▶ [SUPPLIED PASSAGE]
# # #

So many great things but the bacon on the shelf is the best! :)
I think so too!
Great video all the meals look yummy . I love my oatmeal with fruit and a bagel for breakfast. I ferment my yogurt for 24 hours but I use raw milk from the local dairy and it doesn’t seem to bother me even though I am lactose intolerant. I love my peach sauce use it a lot. I also canned pear sauce from my pear trees that’s good too.
Good to see you, Dani! Glad to hear you're having success with yogurt as well. I do love pears. Perhaps I need to make some pear sauce this year!
Ty
My pleasure! Thanks for being here!
Got a presto electric pressure canner for christmas, my goal do some pressure canning.
You'll love it! I use mine all the time.
🇦🇺For the ground meat you could make shepherds pie with lots of veggies and add curry to the mash potatoes or mashed sweet potatoes. Alternatively you could make the shepherds pie in a loaf pan or muffin tray for individual portions.
Yum, Penny. I do love Shepherd's pie! Excellent idea.
Hi Carter, I'm interested in the recipe for the peach sauce. I've looked for it but can't find it. If it's not too much trouble I would appreciate the link. Thanks.
Salad looks yummy
Thanks, Helen!
Great work beautiful yummy
Thank you so much, Debbie!
💜💜💜💜💜
Hi Carter - I work with a small batch commercial dairy that makes goat milk yogurt without any thickeners or additives - just milk and bacteria. There are a few things that can affect the set on the yogurt as it can be a bit more fragile. It really comes down to which strains of bacteria you use and make sure you are using non homogenized whole goat milk. We ferment for 11 hours. I can email you the strains of bacteria we use if that would be helpful… just let me know where to find your email.
Elissa! What a great source of info you are! Yes, please send me the list of bacteria strains you use. Google results kept turning up results about adding gelatin or xanthan gum to get a decent set with goat milk. Do you get a firm, thick set like the one I'm showing in the video? My email is carter@growandpreserve.com. Thanks!

# # #

[Items stored from a collection]
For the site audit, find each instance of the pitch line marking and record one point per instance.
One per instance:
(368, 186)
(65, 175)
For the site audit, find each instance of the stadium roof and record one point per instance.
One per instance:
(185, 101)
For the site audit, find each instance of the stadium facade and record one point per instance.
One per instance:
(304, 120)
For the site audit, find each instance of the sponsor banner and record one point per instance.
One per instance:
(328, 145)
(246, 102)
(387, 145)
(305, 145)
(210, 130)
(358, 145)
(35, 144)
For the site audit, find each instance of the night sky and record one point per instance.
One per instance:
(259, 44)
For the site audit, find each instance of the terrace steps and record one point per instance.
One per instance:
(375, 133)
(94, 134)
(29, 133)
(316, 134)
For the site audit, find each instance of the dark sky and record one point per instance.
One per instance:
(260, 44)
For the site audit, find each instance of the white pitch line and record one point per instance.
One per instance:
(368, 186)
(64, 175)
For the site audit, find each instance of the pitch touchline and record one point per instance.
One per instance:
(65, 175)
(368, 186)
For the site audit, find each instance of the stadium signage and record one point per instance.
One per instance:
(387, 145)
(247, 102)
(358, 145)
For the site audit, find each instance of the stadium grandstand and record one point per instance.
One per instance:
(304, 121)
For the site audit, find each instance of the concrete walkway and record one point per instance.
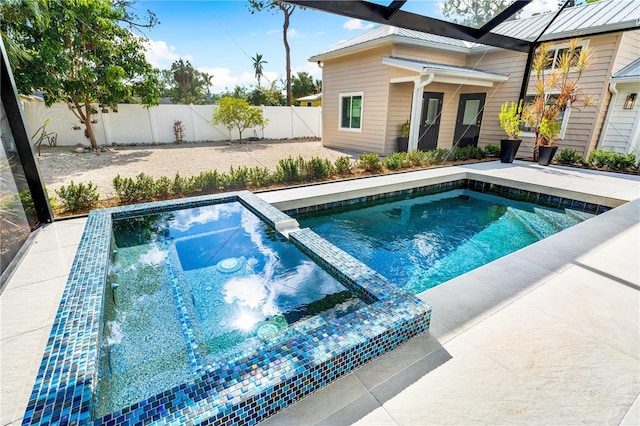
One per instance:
(549, 334)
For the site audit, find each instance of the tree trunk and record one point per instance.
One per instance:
(287, 50)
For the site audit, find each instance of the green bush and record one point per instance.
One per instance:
(141, 189)
(343, 165)
(491, 150)
(76, 197)
(569, 156)
(260, 176)
(163, 187)
(181, 185)
(209, 181)
(289, 170)
(395, 161)
(235, 178)
(612, 160)
(317, 168)
(370, 162)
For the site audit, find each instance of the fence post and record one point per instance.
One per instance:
(152, 124)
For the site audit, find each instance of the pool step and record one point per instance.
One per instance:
(536, 224)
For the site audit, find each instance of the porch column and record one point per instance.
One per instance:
(416, 109)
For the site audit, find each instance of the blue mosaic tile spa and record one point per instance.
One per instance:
(209, 353)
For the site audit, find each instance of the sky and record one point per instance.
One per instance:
(220, 37)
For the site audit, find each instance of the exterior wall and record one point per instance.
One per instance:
(621, 133)
(136, 124)
(509, 63)
(359, 72)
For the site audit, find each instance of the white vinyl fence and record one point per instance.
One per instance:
(139, 125)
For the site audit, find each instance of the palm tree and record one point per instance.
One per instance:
(257, 66)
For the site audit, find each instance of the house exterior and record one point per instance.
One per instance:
(452, 90)
(621, 131)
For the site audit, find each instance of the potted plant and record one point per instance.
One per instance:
(557, 88)
(403, 139)
(510, 117)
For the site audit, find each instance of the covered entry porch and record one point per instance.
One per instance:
(447, 101)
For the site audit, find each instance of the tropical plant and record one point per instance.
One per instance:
(237, 113)
(287, 10)
(77, 197)
(258, 62)
(370, 162)
(82, 54)
(510, 118)
(556, 89)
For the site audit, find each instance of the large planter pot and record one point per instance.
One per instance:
(508, 149)
(403, 144)
(545, 154)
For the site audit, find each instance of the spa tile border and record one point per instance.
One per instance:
(237, 391)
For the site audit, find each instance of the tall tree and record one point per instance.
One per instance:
(302, 85)
(83, 55)
(473, 13)
(287, 10)
(258, 62)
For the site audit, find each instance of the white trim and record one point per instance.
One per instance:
(347, 95)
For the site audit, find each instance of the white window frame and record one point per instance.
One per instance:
(556, 47)
(565, 119)
(341, 96)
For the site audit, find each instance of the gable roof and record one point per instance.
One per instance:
(602, 16)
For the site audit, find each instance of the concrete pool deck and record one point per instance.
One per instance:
(549, 334)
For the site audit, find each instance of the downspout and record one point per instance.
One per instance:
(416, 110)
(612, 103)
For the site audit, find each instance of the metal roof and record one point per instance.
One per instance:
(425, 67)
(602, 16)
(576, 21)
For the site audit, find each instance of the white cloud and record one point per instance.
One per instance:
(357, 24)
(161, 55)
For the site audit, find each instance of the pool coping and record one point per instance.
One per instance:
(228, 394)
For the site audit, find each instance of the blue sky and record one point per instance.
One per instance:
(221, 36)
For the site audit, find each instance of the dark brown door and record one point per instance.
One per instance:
(430, 123)
(469, 119)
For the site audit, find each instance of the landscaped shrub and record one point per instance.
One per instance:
(416, 158)
(370, 162)
(466, 153)
(260, 176)
(612, 160)
(317, 168)
(163, 187)
(209, 181)
(181, 185)
(235, 178)
(343, 165)
(76, 197)
(143, 188)
(569, 156)
(289, 170)
(491, 150)
(395, 161)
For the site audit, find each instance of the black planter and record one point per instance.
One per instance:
(403, 144)
(545, 154)
(508, 149)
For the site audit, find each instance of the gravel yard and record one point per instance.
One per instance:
(61, 165)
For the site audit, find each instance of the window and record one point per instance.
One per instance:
(556, 52)
(563, 117)
(351, 111)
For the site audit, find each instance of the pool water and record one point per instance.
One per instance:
(420, 242)
(191, 289)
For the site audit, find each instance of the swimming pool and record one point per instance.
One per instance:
(420, 241)
(222, 381)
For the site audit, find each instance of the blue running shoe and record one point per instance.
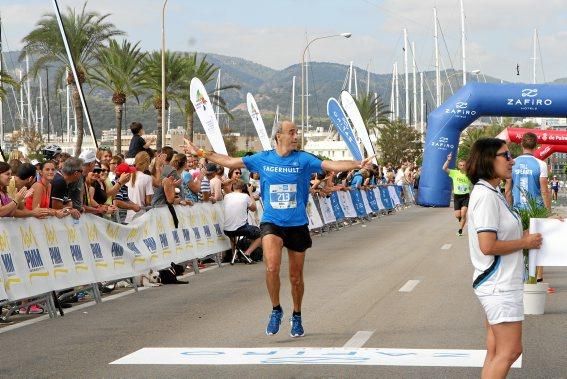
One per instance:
(296, 327)
(274, 323)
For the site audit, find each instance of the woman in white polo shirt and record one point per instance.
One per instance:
(496, 241)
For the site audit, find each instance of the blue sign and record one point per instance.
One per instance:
(337, 209)
(445, 124)
(372, 201)
(340, 121)
(358, 203)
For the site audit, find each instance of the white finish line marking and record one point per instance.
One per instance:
(409, 286)
(359, 339)
(307, 356)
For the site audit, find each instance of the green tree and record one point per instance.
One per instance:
(151, 73)
(8, 80)
(399, 142)
(205, 72)
(119, 71)
(86, 33)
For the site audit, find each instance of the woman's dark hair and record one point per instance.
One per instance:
(480, 164)
(135, 127)
(4, 167)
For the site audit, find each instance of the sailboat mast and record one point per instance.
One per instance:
(463, 43)
(414, 67)
(293, 98)
(1, 103)
(397, 92)
(350, 78)
(437, 71)
(535, 57)
(393, 94)
(407, 74)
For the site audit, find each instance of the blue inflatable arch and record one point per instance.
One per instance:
(445, 124)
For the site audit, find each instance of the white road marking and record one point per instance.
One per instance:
(308, 356)
(409, 286)
(359, 339)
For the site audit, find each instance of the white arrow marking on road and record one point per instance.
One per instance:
(359, 339)
(409, 286)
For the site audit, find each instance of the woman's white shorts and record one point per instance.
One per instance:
(502, 306)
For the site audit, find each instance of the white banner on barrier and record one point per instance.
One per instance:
(313, 214)
(366, 203)
(346, 203)
(39, 256)
(552, 251)
(378, 197)
(258, 122)
(394, 195)
(206, 114)
(327, 210)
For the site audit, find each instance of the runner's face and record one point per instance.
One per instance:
(503, 166)
(288, 136)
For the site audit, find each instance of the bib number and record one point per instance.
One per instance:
(283, 196)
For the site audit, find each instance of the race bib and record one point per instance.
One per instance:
(283, 196)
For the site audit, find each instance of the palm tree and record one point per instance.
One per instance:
(373, 111)
(151, 73)
(205, 72)
(6, 79)
(119, 71)
(86, 32)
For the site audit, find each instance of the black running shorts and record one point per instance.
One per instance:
(461, 201)
(296, 238)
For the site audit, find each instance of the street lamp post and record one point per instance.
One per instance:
(161, 137)
(346, 35)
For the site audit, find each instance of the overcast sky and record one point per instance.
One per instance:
(275, 32)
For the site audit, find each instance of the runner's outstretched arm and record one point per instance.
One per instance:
(223, 160)
(347, 165)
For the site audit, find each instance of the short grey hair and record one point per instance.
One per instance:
(72, 165)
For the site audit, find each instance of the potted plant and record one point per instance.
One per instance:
(534, 293)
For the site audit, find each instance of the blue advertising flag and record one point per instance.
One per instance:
(339, 120)
(372, 201)
(386, 200)
(358, 202)
(399, 190)
(337, 210)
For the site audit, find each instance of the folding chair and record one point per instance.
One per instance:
(236, 250)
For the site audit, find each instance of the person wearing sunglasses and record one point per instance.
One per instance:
(529, 182)
(496, 241)
(461, 191)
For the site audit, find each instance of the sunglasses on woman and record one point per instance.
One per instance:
(506, 154)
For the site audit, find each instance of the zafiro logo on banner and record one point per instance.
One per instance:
(460, 110)
(442, 143)
(529, 100)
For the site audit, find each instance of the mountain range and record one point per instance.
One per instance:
(270, 87)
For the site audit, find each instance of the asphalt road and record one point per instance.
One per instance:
(353, 277)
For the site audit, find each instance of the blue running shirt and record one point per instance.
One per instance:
(284, 184)
(525, 180)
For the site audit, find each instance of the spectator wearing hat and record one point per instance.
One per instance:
(121, 200)
(63, 185)
(210, 172)
(137, 143)
(24, 177)
(140, 189)
(554, 188)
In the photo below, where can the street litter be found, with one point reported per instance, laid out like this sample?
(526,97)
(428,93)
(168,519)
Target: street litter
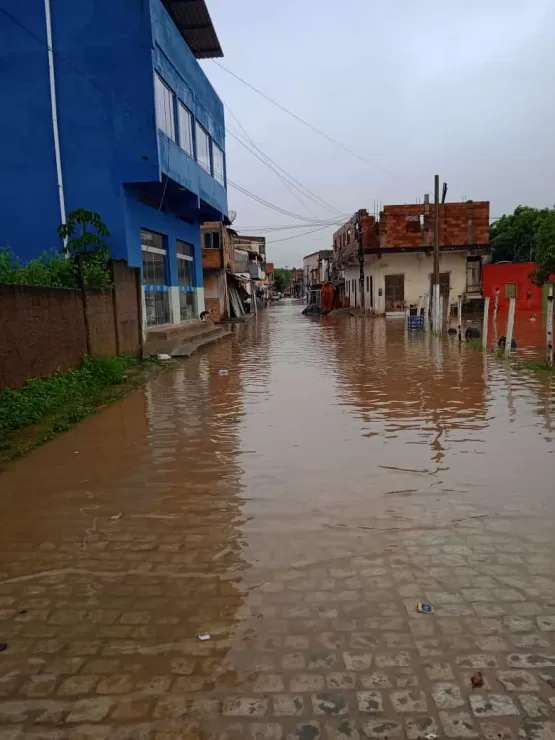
(422,608)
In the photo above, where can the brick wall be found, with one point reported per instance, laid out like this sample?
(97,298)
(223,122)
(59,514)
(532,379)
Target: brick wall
(459,223)
(42,330)
(345,240)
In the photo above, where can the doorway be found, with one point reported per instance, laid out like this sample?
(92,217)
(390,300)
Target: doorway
(394,292)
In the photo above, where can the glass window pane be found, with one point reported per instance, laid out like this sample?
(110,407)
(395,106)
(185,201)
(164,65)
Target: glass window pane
(165,117)
(184,248)
(185,130)
(218,156)
(203,148)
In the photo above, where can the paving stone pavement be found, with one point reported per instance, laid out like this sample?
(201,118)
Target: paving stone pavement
(331,650)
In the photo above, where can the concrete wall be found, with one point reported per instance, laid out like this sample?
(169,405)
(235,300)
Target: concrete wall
(43,329)
(417,269)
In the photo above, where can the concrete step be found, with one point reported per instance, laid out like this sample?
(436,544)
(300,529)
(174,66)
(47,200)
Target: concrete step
(186,349)
(164,339)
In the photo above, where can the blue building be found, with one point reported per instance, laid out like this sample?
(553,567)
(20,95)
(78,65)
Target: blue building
(106,107)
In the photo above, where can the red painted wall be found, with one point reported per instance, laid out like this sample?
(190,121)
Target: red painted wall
(528,295)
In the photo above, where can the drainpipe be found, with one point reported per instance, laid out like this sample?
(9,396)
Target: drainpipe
(54,106)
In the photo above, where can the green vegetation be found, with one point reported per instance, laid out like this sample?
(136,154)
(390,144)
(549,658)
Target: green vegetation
(527,235)
(84,258)
(73,393)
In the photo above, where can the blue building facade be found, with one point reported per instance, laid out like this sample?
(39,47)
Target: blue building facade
(141,135)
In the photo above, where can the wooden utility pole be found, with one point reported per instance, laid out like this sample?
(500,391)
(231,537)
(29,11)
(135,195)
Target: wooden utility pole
(549,327)
(358,228)
(437,322)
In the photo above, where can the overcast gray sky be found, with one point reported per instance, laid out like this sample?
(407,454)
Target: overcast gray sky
(463,89)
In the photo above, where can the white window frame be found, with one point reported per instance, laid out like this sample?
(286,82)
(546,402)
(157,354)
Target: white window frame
(184,114)
(165,107)
(199,131)
(218,176)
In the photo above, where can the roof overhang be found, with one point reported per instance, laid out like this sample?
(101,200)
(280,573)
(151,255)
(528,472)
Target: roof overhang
(195,25)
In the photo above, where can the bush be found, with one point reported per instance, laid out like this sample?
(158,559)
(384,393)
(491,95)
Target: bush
(53,271)
(29,405)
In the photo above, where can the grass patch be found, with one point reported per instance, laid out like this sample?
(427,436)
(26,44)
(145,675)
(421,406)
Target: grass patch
(44,407)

# # #

▶ [WHAT IS EXPECTED] In the comment thread, how many hours does the small-batch commercial dairy ferment its goat milk yogurt? You won't need the entries for this.

▶ [SOLUTION TO THIS PROBLEM] 11 hours.